→ **Extrait du texte**
______________________________

Britannicus mourant excitera le zèle
De ses amis, tout prêts à prendre sa querelle.
Ces vengeurs trouveront de nouveaux défenseurs,
Qui même après leur mort, auront des successeurs ;
Vous allumez un feu qui ne pourra s'éteindre.
Craint de tout l'univers, il vous faudra tout craindre,
Toujours punir, toujours trembler dans vos projets,
Et pour vos ennemis compter tous vos sujets.
Plus actuel que jamais, Britannicus.
Et plus que jamais éclatante, la beauté de la voix racinienne. Chaque fois que je me délecte en l'écoutant chanter en moi, je repense aux moqueries féroces de Dostoïevski, dans Le joueur, à l'égard de Racine. Les plus grands génies disent parfois les pires conneries...
![]() Robert Hirsch en Néron... |
Lucie Delarue-Mardrus... Ce nom est un souvenir d'enfance. Je l'entends encore prononcé par Mme Clocheau dictant un texte de la dame à notre classe de septième, comme on disait alors. (Oublié ce que ça racontait.)
J'apprends aujourd'hui que la dame en question n'a pas seulement écrit pour les écoliers. Elle mena longtemps une vie mondaine et trépidante, aima les femmes autant que les hommes, publia beaucoup, fit scandale, et Gallimard réédite opportunément l'un de ses soixante-dix romans, L'ange et les pervers, de 1930. Très tendance, le sujet, en effet : le/la protagoniste mène une double vie, car cet ange a deux sexes — ou aucun ? Malgré une vie sociale bien remplie, elle se sent coupée du monde ; elle n'aura jamais aimé personne ; elle traite la chair de «boucherie nauséeuse». Difficile de s'attacher à ce.tte pauvr.e êtr.e, et à ce roman tout entier : l'histoire sent un peu l'artifice, la satire de la bourgeoisie artiste de l'époque est un peu convenue, et certaines belles pages sont gâtées par des gracieusetés devenues indigestes :
Elle prit une cigarette, et redonna de l'âme à son intérieur vide en y répandant les zigzags de sa fumée, compagnie inconsistante, danse de génies aériens.
Retombée, ses épaules véhémentes secouaient le lit.

______________________________

Enregistrements du jeu de données
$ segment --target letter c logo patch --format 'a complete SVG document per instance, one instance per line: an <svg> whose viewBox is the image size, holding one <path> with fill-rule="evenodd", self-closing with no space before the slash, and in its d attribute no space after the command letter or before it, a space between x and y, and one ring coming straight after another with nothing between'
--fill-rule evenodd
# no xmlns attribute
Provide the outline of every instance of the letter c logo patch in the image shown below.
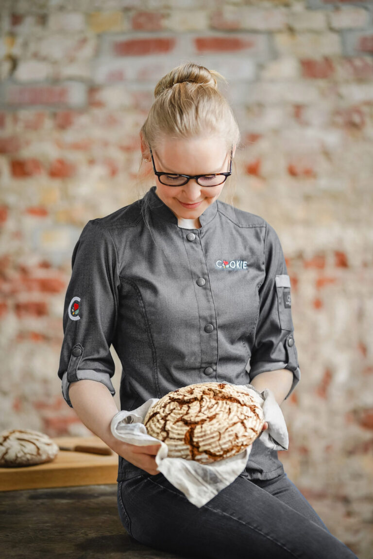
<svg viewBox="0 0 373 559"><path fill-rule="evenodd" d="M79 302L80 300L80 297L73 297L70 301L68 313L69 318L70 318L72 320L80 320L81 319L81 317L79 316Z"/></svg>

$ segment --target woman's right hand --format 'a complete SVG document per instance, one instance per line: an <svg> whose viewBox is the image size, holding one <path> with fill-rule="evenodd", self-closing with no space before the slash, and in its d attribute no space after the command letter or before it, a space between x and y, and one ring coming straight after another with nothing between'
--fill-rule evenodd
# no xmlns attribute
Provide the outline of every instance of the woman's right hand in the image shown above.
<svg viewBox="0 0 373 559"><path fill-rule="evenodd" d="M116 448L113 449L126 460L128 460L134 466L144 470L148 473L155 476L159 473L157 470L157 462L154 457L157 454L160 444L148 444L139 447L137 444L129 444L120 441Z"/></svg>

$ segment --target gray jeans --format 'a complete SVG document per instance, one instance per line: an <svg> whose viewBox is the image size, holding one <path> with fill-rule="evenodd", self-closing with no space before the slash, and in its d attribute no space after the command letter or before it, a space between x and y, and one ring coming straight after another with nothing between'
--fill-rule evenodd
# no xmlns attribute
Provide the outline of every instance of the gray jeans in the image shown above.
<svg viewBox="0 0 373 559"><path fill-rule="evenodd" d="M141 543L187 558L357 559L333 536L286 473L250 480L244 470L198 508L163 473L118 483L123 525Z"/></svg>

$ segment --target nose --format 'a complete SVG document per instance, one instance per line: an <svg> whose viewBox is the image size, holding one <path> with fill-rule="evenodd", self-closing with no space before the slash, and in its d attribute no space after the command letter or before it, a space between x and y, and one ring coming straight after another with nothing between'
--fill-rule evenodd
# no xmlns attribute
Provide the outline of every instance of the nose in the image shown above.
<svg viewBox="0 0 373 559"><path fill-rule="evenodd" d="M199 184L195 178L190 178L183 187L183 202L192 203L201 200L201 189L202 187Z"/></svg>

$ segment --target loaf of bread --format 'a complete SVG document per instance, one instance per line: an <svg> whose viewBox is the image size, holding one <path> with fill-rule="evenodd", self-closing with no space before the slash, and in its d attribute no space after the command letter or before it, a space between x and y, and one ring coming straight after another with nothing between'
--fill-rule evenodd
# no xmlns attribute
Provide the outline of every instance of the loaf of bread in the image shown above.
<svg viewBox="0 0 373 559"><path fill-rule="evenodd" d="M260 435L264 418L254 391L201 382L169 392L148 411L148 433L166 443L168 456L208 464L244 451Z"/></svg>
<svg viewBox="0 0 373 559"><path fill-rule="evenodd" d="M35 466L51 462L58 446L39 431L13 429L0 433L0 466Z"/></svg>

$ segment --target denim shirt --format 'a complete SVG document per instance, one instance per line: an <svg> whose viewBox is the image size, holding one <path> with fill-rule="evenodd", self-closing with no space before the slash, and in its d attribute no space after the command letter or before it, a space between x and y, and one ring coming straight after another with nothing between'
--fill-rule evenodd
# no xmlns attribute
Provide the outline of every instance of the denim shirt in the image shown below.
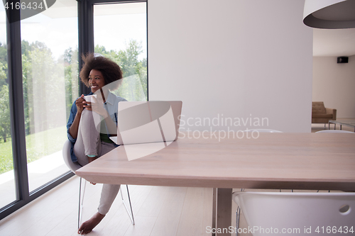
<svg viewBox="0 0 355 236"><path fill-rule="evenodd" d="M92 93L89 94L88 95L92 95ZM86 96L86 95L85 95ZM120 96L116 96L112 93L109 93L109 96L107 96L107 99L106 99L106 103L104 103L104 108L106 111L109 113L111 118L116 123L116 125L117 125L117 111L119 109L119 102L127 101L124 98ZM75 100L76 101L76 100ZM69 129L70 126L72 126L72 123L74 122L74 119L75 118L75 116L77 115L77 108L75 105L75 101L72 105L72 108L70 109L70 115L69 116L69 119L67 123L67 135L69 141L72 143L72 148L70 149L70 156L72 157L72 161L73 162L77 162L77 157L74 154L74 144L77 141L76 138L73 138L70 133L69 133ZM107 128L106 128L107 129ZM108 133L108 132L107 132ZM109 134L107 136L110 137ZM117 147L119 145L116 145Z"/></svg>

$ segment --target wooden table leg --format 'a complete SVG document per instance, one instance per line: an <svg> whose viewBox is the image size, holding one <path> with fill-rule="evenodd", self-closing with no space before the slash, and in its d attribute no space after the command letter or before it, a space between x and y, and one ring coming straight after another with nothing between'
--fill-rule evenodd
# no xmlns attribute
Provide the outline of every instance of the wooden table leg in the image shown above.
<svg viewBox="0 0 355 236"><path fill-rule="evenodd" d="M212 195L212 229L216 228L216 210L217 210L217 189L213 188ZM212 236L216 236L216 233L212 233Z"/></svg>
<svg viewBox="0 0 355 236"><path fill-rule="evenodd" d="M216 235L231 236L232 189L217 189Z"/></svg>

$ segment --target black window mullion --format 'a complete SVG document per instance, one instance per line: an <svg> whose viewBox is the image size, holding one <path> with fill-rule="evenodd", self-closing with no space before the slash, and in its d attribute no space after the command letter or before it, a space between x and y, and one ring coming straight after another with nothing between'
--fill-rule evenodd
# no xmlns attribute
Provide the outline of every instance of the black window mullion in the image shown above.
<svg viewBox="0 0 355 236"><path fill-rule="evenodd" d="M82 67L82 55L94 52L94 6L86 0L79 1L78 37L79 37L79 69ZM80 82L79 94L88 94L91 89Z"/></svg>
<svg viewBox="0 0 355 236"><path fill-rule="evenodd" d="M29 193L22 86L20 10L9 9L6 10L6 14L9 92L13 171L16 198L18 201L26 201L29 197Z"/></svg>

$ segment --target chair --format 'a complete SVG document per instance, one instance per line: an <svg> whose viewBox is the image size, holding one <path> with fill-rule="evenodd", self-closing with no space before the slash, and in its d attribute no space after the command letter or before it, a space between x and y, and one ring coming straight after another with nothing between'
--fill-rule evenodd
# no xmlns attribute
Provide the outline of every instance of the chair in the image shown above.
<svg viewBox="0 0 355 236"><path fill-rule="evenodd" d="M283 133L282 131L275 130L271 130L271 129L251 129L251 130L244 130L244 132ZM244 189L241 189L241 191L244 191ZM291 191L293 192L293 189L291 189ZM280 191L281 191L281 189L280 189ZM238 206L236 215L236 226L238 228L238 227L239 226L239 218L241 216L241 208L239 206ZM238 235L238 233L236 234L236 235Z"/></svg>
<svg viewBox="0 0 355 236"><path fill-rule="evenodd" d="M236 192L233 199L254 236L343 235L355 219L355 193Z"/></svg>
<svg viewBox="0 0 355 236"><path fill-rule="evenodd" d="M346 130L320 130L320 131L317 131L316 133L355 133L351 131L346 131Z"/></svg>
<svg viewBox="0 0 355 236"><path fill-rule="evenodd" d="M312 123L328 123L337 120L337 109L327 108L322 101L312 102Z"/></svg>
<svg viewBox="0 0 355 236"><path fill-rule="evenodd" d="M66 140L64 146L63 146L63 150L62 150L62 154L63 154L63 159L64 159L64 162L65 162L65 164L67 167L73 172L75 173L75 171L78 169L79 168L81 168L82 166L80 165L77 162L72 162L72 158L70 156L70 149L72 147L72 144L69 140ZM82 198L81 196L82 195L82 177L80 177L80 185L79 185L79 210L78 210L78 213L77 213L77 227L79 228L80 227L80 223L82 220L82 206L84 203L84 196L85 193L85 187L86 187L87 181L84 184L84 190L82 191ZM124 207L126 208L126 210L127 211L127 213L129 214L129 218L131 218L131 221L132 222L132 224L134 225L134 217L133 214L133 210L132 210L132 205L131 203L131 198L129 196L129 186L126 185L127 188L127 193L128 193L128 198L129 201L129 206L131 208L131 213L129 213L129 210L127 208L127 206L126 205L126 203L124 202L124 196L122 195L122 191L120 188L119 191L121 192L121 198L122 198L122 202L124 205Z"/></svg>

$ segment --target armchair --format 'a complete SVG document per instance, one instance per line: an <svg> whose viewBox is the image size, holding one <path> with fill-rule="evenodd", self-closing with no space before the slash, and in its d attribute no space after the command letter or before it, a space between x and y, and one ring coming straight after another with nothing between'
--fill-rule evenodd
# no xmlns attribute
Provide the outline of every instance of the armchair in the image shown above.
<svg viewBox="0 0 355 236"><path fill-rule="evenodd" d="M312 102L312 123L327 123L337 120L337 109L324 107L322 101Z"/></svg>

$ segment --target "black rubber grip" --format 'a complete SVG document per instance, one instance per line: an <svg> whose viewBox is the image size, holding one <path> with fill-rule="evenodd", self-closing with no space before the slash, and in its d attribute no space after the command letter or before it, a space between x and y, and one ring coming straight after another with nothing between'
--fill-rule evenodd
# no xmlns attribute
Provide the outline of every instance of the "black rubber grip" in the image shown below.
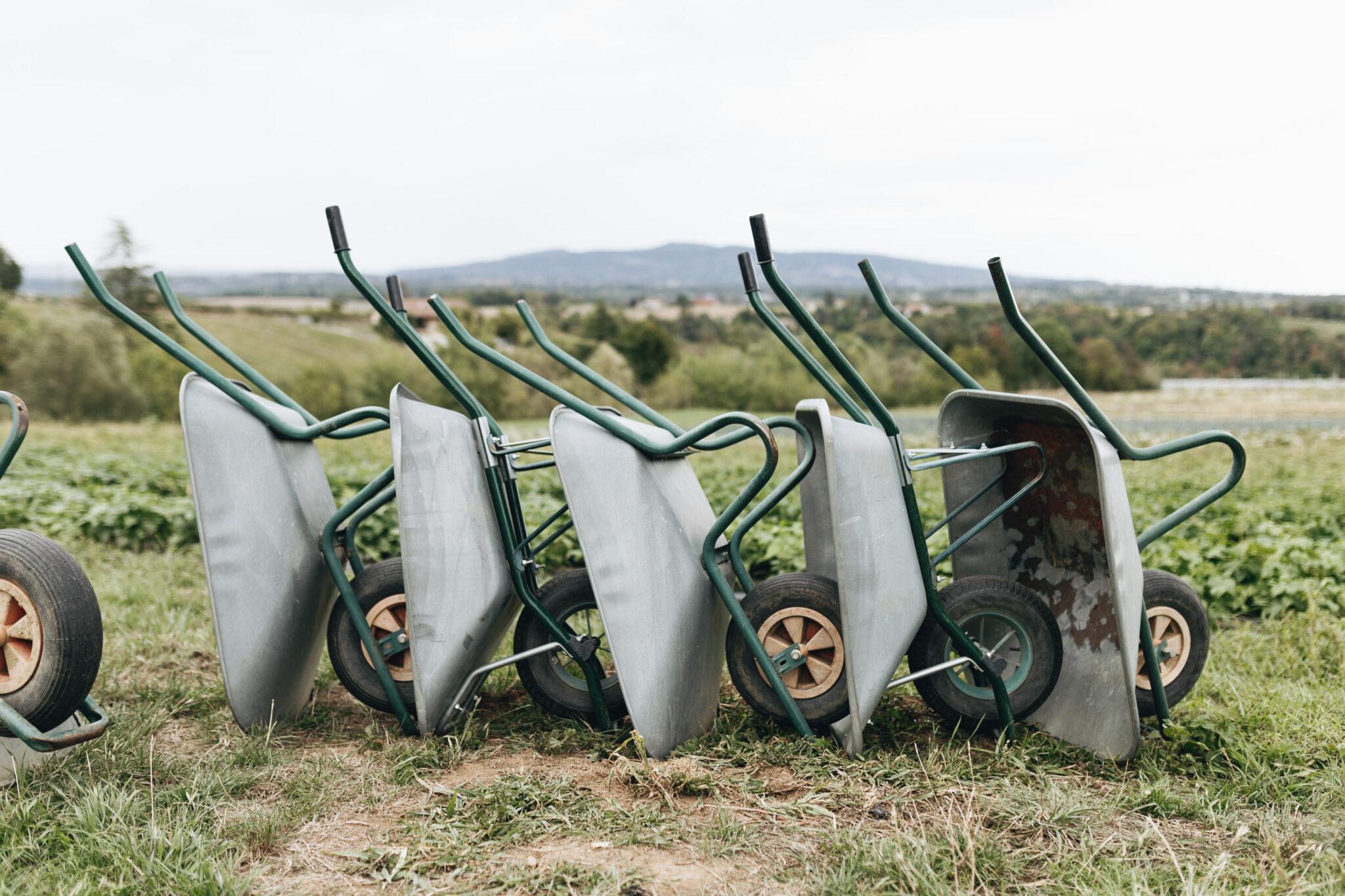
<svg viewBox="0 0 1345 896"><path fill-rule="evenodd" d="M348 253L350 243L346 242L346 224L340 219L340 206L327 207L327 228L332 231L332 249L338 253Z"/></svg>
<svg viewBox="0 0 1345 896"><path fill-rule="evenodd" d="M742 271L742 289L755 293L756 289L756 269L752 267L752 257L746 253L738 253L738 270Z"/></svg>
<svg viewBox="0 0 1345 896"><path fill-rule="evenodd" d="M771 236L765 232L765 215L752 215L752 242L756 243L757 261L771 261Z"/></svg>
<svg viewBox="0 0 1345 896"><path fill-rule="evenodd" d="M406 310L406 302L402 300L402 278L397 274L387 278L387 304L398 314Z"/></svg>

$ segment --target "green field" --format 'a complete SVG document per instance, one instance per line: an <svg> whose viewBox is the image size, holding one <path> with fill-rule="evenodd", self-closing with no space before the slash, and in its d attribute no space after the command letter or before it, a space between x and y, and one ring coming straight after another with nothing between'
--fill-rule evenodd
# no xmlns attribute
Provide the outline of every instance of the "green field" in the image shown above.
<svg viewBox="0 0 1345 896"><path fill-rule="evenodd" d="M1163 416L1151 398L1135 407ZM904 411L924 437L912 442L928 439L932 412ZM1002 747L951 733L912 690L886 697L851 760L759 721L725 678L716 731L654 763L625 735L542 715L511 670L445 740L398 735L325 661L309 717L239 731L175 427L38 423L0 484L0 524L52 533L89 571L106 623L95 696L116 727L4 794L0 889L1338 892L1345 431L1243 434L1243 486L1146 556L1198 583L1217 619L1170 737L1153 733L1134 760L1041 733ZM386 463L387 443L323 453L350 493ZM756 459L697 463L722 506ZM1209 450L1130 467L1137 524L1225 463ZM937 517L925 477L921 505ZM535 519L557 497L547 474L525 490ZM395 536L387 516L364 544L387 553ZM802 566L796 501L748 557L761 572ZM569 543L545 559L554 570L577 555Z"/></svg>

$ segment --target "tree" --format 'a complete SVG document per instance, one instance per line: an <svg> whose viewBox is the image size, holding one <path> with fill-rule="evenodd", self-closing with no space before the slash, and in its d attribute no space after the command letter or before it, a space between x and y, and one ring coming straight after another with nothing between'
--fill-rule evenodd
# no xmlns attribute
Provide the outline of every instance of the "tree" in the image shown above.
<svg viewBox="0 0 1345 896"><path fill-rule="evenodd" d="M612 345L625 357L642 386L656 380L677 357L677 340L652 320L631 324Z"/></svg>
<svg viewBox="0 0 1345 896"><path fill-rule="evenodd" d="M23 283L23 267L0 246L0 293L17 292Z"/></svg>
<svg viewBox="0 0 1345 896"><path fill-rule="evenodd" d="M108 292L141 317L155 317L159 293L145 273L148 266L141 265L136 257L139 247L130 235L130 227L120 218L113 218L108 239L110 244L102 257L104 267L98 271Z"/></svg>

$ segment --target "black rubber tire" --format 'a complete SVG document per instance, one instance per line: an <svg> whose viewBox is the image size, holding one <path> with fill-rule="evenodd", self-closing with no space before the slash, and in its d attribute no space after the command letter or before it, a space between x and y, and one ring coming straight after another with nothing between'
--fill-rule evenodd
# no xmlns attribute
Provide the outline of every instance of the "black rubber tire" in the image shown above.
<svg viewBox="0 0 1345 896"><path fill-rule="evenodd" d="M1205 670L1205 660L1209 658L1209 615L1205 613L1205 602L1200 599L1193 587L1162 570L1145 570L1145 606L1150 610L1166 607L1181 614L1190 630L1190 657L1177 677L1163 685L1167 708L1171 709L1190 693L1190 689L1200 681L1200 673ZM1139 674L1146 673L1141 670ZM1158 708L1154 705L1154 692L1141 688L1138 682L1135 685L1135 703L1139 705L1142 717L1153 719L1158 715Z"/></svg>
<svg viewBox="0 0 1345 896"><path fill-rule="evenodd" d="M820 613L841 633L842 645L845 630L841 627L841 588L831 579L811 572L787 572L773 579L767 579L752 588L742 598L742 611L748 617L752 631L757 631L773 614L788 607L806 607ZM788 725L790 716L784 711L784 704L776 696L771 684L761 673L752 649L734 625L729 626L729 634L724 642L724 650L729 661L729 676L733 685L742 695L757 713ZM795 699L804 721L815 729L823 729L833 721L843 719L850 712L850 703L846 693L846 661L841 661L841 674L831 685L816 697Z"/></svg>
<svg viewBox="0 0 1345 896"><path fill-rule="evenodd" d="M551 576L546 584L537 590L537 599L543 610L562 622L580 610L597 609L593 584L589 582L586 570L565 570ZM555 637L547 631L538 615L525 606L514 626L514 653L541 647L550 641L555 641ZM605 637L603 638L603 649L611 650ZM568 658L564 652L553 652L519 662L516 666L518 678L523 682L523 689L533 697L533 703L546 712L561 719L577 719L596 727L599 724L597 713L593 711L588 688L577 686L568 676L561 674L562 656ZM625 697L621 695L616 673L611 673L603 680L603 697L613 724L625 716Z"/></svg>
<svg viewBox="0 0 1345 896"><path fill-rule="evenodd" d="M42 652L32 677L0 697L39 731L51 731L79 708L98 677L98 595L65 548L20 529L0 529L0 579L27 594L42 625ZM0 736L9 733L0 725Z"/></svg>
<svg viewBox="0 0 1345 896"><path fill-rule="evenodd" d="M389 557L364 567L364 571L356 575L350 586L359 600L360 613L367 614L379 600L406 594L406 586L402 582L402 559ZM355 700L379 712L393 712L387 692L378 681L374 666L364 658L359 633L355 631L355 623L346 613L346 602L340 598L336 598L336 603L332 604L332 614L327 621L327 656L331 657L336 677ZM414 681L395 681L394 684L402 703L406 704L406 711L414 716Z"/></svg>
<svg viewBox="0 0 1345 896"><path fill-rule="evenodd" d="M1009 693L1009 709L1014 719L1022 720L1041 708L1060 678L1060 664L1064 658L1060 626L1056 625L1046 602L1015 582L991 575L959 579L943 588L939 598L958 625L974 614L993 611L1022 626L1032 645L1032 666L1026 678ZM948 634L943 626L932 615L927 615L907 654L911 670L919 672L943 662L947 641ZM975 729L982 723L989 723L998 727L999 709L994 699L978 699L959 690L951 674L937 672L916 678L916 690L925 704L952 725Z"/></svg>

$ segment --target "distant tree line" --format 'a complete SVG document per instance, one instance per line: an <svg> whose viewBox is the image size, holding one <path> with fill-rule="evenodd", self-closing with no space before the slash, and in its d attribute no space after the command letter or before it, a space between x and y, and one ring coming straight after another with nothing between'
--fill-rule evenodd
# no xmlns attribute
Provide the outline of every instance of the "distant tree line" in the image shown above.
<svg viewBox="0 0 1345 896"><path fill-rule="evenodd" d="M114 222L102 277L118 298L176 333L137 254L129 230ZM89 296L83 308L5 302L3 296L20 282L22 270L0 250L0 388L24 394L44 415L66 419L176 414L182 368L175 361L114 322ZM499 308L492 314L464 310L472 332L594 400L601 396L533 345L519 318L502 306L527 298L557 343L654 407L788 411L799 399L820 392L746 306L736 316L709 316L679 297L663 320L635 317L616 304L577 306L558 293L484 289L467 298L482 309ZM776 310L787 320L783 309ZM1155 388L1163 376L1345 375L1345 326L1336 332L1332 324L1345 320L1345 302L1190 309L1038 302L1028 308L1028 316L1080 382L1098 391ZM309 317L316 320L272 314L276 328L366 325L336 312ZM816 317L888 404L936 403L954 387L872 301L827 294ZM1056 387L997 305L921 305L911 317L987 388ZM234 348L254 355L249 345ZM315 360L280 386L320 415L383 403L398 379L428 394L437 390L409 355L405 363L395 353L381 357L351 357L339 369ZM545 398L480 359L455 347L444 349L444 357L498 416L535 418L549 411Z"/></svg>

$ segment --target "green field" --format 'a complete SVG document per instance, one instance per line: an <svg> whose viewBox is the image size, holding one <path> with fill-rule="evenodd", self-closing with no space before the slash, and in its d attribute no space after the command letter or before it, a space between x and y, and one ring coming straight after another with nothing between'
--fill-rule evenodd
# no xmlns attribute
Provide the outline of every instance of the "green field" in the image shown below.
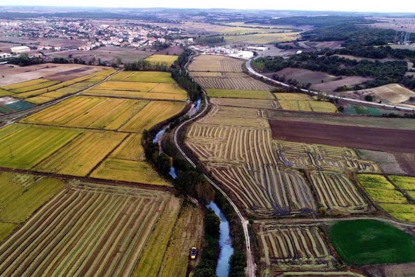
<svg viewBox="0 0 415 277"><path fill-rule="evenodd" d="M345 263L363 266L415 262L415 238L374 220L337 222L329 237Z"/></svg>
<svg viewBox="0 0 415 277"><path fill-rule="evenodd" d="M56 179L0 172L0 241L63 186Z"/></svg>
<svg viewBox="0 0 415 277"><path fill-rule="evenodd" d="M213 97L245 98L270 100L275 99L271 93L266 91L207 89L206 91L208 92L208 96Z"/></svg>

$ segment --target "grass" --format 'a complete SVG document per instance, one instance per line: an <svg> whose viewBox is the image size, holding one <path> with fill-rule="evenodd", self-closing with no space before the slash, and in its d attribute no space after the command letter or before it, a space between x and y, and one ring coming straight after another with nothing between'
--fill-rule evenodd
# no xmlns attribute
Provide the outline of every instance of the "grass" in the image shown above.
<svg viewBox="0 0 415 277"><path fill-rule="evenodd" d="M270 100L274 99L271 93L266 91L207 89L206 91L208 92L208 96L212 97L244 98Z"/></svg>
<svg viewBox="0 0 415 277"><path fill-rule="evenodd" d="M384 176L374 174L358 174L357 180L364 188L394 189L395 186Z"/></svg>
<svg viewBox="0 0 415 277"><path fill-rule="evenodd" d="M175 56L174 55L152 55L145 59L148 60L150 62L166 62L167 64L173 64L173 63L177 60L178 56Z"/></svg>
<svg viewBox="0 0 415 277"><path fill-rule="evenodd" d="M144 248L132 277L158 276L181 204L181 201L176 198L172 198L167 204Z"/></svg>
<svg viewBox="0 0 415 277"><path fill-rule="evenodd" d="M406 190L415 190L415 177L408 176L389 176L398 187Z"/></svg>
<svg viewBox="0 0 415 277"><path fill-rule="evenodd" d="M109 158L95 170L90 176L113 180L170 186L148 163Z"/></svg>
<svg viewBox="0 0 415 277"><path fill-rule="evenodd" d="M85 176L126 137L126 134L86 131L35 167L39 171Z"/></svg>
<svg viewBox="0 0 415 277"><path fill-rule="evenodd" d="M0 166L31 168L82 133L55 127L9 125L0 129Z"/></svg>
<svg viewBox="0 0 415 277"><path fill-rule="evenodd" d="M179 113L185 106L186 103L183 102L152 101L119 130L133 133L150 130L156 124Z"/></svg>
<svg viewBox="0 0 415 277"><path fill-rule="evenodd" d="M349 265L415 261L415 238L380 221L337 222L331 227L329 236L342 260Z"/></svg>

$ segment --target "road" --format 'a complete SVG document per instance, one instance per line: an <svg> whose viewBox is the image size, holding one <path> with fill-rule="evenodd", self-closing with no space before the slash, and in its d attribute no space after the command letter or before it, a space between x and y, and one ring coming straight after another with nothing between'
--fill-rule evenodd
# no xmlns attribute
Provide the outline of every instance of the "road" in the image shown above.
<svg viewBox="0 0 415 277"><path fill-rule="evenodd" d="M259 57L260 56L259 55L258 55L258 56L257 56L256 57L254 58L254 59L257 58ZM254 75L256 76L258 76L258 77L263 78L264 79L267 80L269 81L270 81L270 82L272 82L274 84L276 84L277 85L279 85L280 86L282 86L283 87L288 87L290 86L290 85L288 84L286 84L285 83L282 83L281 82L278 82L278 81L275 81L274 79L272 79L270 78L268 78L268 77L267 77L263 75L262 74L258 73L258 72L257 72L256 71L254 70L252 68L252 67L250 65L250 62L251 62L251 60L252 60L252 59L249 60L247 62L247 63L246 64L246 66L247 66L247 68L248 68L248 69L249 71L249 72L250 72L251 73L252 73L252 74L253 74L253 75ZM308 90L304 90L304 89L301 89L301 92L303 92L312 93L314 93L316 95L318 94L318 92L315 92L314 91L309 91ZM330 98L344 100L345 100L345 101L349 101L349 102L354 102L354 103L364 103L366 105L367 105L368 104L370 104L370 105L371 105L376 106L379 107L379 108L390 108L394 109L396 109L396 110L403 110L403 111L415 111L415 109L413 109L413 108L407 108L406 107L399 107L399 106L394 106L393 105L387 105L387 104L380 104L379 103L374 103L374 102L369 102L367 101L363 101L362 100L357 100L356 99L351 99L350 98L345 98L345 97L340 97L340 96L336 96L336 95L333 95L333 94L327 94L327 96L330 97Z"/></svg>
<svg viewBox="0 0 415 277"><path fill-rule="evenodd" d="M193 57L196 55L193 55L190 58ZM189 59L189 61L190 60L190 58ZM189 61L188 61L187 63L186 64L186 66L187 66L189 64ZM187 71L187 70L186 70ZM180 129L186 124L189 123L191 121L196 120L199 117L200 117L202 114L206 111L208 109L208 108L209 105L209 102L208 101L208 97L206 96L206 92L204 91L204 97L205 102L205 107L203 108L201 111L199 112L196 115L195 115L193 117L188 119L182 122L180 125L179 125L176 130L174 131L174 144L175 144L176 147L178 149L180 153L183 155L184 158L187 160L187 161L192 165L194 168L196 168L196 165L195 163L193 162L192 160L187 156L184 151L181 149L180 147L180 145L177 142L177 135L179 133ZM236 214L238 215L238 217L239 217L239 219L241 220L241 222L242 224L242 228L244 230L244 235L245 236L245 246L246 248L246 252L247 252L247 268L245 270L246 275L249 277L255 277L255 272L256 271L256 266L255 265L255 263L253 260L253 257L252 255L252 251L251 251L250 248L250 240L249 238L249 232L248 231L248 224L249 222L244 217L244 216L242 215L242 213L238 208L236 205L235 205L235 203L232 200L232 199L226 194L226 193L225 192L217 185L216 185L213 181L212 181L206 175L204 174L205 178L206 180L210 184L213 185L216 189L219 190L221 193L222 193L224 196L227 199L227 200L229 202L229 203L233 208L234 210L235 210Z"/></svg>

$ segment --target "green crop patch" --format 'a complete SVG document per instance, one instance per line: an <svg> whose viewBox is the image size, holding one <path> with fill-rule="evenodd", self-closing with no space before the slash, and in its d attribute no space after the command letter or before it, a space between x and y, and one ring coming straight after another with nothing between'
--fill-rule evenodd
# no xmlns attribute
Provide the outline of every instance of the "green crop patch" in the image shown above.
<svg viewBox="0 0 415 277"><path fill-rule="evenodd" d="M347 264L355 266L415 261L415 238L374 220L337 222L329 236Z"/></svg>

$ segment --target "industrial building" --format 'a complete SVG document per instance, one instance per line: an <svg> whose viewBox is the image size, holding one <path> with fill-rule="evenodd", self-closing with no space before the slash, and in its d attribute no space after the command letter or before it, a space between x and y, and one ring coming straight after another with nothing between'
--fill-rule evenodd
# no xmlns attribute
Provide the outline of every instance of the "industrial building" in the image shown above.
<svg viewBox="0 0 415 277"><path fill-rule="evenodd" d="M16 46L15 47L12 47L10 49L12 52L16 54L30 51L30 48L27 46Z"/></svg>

______________________________

→ **Consigne**
Prolongez l'extrait du texte sur Britannicus et Lucie Delarue-Mardrus à partir de sa dernière phrase.

→ **Bonne réponse**
Mon cœur était sucé par la ventouse du désespoir.
![]() Quel beau regard... |
Joseph Périgot, lui aussi, a écrit pour l'enfance, et son nom éveille des souvenirs : il fut le co-créateur, et le directeur pendant un temps, de l'inoubliable collection Souris noire, la série noire pour les très jeunes, que je lus tous jadis le soir à mes enfants, dans les lointaines années 80.
Périgot n'a pas seulement charmé la jeunesse : l'un de ses grands succès reste Le bruit du fleuve, roman pour les grands, paru en 1991. Calmann-Lévy le réédite et cette fois on dit bravo sans réserve. On y retrouve les ingrédients d'un certain polar noir à la française : de l'action, de la violence mais pas trop, un ancrage dans le quotidien du pays et de l'époque, une attention aux marginaux, un mépris de la morale bourgeoise, avec en plus énormément de tendresse.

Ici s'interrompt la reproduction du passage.